[Supplied text]

Dieting’s Biggest Taboos and Mistakes
February 1, 2009 by lisagriffis
Filed under Uncategorized
Knowledge is the answer to dealing with any problem and from there you will be able to determine whether or not your recipe for success is appropriate in order to achieve your goals of good health and fitness. You will discover here as time goes on, that maintaining an exercise program, accompanied by a natural diet will comprise the main ingredients for your success. But before we go on about how to fix the problem, we first need to fully understand what will not work. Forgive me if some of these thoughts have already been posted on this site, and if so, a refresher may be helpful regardless.
Beginning a diet by fasting: This practice is flat-out wrong and will not work. It indicates a lack of basic knowledge about the problem. Initially more water is lost than fat during the first week of dieting or fasting so that little benefit is achieved by the use of this self-abusive technique.
Skipping meals: Healthy eating demands three, if not six, meals per day of varying caloric content spaced throughout our waking hours. Skipping meals merely results in eating more calories when we do eat or eating when we should not, as during television viewing time. On the other hand, television viewing should be kept to a minimum since it is one of the main causes contributing to obesity.

[/Supplied text]
[Data]

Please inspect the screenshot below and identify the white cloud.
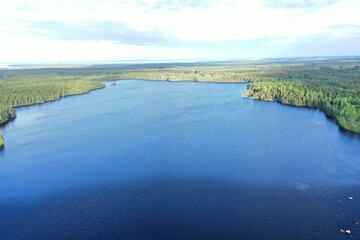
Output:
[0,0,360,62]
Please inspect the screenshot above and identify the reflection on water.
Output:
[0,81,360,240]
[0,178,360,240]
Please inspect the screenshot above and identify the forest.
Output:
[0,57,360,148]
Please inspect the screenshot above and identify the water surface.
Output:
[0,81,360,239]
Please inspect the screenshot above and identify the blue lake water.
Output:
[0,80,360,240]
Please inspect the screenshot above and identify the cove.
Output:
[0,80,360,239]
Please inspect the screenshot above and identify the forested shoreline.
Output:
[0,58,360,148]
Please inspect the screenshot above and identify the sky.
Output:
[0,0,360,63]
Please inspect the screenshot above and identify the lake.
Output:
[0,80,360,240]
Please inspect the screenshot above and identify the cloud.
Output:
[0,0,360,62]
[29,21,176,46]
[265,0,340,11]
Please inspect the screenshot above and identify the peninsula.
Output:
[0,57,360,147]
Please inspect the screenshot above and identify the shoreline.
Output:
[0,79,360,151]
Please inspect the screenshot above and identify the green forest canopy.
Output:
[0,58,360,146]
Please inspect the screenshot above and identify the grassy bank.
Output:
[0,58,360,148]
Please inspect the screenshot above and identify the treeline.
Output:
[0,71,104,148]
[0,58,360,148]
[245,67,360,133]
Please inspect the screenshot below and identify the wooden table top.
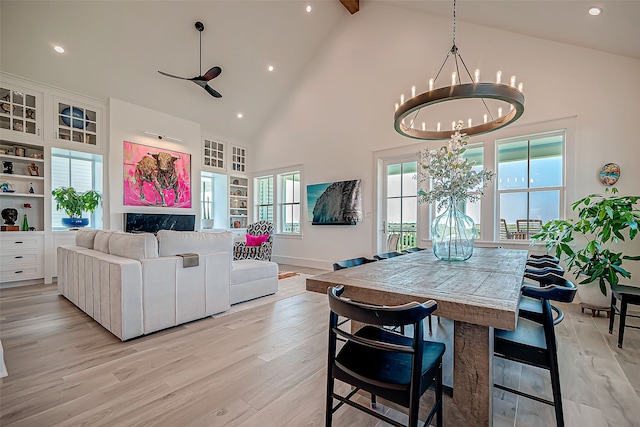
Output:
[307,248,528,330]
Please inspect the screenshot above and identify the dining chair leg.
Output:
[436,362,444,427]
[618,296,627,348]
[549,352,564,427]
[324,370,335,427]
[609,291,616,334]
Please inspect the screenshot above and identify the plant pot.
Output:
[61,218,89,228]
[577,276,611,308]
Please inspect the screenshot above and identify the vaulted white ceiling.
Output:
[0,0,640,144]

[/Data]
[Data]

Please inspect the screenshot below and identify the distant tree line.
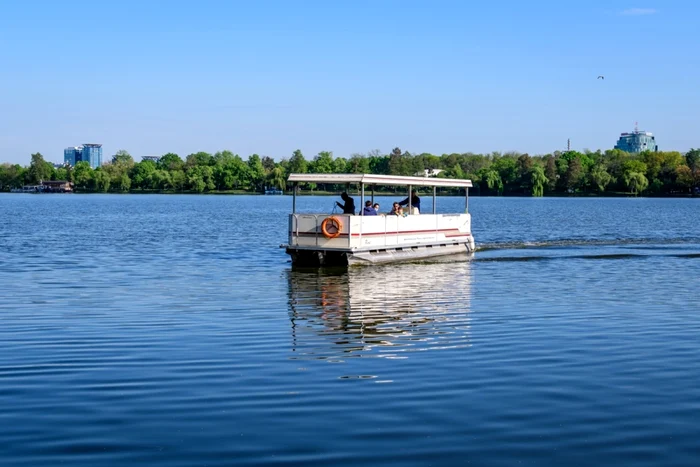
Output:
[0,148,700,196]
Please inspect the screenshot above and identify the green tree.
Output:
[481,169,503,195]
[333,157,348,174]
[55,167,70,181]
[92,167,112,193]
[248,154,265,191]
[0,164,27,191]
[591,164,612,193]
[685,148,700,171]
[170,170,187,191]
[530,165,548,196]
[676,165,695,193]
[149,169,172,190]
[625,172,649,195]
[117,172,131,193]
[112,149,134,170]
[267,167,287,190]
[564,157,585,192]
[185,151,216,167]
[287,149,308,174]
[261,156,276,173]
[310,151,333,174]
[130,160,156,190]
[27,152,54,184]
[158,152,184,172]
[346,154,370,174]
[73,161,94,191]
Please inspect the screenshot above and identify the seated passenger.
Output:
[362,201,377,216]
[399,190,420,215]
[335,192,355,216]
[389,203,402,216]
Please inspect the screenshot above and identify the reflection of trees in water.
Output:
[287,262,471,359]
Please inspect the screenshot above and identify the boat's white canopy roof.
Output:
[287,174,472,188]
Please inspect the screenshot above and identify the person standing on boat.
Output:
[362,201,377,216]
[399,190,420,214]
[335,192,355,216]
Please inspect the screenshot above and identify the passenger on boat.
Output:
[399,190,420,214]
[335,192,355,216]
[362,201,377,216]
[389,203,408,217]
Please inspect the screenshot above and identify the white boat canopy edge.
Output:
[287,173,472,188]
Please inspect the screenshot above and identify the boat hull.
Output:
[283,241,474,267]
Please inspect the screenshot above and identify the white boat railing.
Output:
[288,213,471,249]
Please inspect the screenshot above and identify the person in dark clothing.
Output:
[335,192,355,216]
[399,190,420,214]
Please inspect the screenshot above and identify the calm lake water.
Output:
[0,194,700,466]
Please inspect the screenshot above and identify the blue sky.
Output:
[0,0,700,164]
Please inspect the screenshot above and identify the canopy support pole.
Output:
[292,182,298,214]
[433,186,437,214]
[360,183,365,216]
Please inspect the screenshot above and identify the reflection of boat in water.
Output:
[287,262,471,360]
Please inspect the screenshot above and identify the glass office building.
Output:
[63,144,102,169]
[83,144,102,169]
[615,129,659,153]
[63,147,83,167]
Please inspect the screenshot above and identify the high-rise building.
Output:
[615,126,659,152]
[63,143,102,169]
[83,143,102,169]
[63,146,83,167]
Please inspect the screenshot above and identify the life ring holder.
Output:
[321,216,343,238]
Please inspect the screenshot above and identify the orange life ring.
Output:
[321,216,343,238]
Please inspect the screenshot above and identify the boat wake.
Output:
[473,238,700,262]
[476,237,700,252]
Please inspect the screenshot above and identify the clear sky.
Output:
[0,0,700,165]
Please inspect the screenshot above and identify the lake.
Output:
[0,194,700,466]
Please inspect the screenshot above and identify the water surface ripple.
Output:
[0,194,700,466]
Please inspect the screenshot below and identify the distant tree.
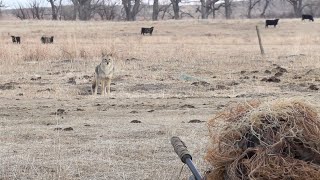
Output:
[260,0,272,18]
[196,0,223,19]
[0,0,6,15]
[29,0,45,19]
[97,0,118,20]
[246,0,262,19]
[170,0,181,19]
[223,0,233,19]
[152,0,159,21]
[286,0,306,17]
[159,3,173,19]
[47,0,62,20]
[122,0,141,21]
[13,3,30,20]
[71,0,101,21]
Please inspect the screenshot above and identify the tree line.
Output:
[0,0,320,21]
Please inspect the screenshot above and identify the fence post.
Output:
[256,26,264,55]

[/Data]
[Data]

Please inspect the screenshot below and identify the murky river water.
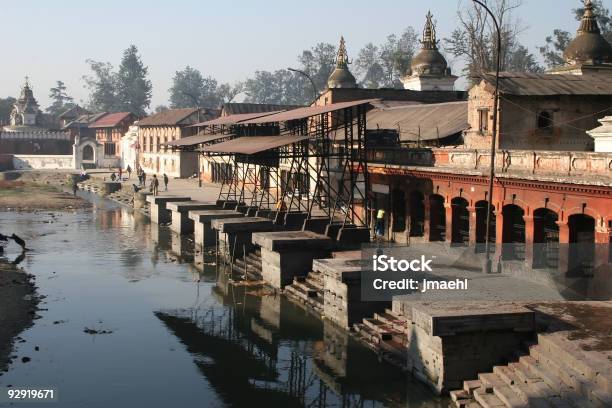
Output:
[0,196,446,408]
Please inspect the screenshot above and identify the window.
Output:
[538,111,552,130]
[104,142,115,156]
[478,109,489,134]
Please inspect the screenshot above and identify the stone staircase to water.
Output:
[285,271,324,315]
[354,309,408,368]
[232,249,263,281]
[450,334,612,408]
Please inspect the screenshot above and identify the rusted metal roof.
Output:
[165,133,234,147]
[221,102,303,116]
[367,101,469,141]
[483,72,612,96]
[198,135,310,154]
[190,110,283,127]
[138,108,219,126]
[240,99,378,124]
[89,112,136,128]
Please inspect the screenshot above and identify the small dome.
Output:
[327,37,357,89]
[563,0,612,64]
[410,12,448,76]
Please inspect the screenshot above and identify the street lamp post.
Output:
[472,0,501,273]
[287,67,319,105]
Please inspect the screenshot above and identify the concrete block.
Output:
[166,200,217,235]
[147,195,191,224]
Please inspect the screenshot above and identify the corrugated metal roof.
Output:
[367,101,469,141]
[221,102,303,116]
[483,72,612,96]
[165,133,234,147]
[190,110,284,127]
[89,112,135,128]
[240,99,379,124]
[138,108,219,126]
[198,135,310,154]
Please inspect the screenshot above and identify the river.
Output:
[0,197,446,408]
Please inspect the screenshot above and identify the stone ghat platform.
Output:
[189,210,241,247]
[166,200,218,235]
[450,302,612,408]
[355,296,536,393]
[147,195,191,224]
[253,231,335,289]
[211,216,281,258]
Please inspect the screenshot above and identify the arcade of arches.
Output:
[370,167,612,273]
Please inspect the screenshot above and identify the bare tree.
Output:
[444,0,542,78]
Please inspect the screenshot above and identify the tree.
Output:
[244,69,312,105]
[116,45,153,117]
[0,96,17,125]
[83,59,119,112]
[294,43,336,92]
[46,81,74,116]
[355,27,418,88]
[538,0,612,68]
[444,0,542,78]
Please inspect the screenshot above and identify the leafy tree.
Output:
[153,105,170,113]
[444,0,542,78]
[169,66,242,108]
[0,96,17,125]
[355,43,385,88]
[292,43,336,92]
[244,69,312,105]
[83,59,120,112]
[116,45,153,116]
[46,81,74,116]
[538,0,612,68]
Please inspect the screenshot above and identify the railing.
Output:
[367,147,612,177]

[/Data]

(Work to complete)
1. Transcribe the part of the article on dieting mistakes starting at "Beginning a diet" and ending at "this self-abusive technique.".
2. In the article on dieting mistakes, what is lost in greater amounts than fat during the first week of dieting or fasting?
3. Take the article on dieting mistakes further from where it stops.

(Set of answers)
1.
Beginning a diet by fasting: This practice is flat-out wrong and will not work. It indicates a lack of basic knowledge about the problem. Initially more water is lost than fat during the first week of dieting or fasting so that little benefit is achieved by the use of this self-abusive technique.

2. Water.

3.
Fad diets: These come and go like the wind. The grapefruit diet, the high carb diets, the high protein diets, and others of their ilk are examples of unsustainable diets that will ultimately fail with time. Failure means you will lose weight but gain back what you lost and often then some. All diets with only one exception will fail within nine to twelve months. Which diet will work? Hmmmm. You will see if you stick with this column.
Yo-Yo dieting: This practice implies that brief attempts at dieting for one or two weeks before falling off the wagon will work. If it did, we would all be trim. It implies a lack of understanding of the problem, and even worse, a lack of committment. Obtaining a normal weight and the health that accompanies it will take at least as much time as it took to gain the weight. There is no quick fix as you have already learned.
Impatience: The average dieter wants impressive results too quickly and easily becomes discouraged. Consistency, time in action, and eating the correct foods and amounts will carry the day.
Diet medications: These fail to work over the long haul, if they work at all. Most have long term adverse consequences, are expensive, and do not provide for the fitness part of the equation which as you will learn is the most important part of achieving good health and a normal weight and figure. There are new medications on the horizen, though they will prove to be even more expensive and once again will not provide for all of the health benefits of exercise such as raising good HDL cholesterol, lowering blood sugar, lowering triglycerides, lowering blood pressure, and lowering heart rate, to name a few.
As Josh Billings once said, “I honestly believe it is better to know nothing than t0 know what ain’t so.”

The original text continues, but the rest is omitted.